What to do: Reproduce the tail of the data exactly. It starts at the line containing "Target: orange and white race car" and runs to the last line.

# # # # # # #

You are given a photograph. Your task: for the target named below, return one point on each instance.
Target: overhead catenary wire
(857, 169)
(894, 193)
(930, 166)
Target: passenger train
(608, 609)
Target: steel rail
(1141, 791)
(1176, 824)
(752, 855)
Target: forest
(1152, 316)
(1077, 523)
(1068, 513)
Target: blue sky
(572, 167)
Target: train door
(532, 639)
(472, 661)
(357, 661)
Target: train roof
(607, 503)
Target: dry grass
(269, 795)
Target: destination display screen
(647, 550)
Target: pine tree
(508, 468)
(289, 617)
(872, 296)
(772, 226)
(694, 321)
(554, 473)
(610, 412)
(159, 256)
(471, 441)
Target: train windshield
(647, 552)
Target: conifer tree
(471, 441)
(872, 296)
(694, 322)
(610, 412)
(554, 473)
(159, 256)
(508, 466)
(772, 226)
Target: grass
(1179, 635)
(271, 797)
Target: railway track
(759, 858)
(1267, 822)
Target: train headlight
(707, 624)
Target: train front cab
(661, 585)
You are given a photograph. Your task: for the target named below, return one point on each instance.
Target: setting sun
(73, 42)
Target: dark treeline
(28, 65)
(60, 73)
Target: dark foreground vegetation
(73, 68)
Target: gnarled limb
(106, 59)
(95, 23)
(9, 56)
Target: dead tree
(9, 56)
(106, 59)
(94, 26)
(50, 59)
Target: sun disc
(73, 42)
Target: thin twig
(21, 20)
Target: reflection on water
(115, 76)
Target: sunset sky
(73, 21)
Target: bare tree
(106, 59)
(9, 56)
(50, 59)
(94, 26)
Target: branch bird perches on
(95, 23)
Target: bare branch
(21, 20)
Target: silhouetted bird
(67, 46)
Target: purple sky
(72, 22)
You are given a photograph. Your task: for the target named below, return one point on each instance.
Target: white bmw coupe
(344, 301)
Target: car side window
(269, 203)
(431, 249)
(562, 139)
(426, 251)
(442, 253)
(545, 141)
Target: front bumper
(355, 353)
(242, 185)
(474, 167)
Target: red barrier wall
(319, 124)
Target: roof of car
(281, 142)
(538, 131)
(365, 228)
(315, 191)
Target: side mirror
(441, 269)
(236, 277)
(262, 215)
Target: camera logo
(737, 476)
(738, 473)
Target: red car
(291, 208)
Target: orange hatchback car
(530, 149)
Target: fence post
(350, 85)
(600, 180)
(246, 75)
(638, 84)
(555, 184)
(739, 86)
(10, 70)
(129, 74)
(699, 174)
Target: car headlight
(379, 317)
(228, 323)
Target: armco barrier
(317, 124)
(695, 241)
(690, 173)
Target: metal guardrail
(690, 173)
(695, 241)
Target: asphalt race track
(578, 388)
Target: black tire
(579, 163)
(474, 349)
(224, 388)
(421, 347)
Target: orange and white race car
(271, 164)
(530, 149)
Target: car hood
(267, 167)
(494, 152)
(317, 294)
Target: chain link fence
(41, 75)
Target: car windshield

# # # # # # #

Completed task:
Target: orange and white race car
(271, 164)
(530, 149)
Target: car hood
(267, 167)
(494, 152)
(317, 294)
Target: chain link fence
(41, 75)
Target: car windshield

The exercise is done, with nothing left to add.